▸ EXERCISE:
Count the lines below that include the word "seen", then give that number and no other words.

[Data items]

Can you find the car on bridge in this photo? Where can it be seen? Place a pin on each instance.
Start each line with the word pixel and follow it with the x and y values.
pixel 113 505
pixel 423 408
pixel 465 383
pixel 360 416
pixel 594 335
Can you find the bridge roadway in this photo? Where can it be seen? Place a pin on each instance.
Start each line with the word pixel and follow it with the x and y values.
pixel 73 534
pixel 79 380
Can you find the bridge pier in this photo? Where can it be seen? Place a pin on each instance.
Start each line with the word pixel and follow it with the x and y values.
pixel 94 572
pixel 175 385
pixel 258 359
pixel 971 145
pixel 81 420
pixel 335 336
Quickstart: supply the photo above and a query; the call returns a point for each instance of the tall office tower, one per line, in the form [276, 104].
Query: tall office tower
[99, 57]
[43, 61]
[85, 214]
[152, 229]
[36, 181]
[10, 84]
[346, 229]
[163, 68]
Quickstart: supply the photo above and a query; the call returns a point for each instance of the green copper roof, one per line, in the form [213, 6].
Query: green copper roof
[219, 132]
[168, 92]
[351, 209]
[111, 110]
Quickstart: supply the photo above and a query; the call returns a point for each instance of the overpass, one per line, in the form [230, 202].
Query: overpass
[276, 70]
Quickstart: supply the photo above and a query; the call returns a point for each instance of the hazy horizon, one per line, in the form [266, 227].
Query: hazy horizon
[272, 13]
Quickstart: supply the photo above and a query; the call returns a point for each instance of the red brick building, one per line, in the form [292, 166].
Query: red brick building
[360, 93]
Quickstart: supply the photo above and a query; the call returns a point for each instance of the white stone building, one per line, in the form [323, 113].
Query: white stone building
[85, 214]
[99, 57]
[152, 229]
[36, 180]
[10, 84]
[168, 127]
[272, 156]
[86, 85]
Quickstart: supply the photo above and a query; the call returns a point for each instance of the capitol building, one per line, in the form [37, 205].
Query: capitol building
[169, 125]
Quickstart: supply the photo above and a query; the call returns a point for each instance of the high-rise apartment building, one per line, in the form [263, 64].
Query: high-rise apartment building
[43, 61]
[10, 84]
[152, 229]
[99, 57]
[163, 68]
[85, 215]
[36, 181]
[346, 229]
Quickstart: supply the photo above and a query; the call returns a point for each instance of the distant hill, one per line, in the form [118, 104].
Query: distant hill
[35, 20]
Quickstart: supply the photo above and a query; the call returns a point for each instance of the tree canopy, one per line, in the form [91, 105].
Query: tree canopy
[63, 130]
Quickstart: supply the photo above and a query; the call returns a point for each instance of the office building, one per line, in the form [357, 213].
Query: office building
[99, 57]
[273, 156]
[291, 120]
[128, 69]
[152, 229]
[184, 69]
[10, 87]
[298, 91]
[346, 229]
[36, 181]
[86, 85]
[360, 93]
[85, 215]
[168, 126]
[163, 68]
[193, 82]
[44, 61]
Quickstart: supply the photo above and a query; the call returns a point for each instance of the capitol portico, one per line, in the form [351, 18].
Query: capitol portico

▸ RESPONSE TO THE EXERCISE:
3